§ Data for processing:

******************************

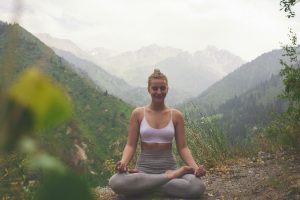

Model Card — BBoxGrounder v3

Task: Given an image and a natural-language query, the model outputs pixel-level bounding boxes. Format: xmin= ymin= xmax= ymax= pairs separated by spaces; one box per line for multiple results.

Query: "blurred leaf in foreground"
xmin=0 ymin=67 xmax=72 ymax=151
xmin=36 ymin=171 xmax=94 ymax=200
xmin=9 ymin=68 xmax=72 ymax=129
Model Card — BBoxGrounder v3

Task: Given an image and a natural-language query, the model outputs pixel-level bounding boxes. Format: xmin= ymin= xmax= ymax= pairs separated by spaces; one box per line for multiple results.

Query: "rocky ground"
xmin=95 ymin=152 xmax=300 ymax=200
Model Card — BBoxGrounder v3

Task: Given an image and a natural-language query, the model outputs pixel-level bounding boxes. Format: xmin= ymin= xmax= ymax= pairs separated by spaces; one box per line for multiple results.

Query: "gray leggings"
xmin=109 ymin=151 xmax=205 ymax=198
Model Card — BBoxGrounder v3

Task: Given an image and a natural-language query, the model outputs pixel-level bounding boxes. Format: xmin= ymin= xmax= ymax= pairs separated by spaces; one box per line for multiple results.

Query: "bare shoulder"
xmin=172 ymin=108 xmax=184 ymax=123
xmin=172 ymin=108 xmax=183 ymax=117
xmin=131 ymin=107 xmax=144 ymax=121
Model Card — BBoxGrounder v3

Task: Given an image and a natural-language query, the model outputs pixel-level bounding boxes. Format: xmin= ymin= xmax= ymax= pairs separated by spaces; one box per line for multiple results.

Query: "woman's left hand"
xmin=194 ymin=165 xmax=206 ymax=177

******************************

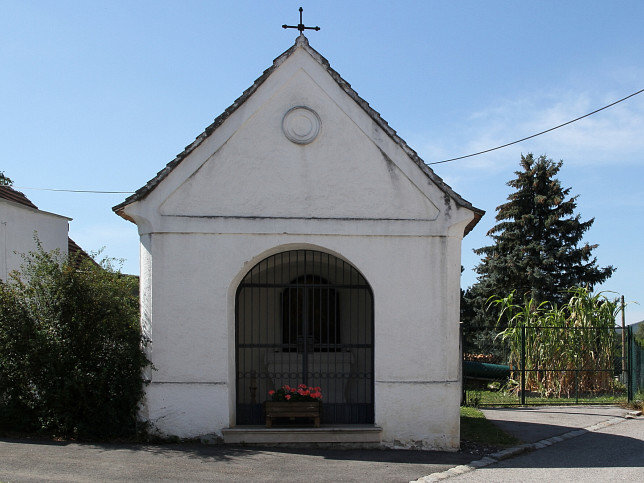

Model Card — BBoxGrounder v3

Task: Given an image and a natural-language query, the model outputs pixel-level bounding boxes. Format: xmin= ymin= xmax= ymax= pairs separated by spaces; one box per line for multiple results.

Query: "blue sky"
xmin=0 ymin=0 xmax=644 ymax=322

******************************

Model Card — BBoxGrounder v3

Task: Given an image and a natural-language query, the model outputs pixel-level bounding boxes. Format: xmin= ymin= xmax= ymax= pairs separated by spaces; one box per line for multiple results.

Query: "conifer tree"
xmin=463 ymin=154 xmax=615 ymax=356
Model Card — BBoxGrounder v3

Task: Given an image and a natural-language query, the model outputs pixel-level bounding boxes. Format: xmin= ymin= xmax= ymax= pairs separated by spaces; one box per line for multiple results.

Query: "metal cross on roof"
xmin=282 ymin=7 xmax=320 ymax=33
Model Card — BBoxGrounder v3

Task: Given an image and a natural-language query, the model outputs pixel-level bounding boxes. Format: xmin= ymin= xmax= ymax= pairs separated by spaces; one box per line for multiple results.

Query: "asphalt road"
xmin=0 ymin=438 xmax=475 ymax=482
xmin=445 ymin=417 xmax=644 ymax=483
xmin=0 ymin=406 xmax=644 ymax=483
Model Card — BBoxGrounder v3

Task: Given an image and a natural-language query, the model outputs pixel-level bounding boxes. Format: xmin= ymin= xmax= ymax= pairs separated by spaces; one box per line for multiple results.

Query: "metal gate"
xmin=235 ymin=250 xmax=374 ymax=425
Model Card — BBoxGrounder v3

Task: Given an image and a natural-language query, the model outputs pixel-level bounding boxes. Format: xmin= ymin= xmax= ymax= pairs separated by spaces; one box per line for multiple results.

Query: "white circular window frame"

******************************

§ Directions: Locate each line in the rows above that contains the word "metal" and copy those lines. Case counts, so only lines where the letters match in uppercase and lowercase qualify.

§ Response:
Query: "metal cross on roof"
Query: "metal gate"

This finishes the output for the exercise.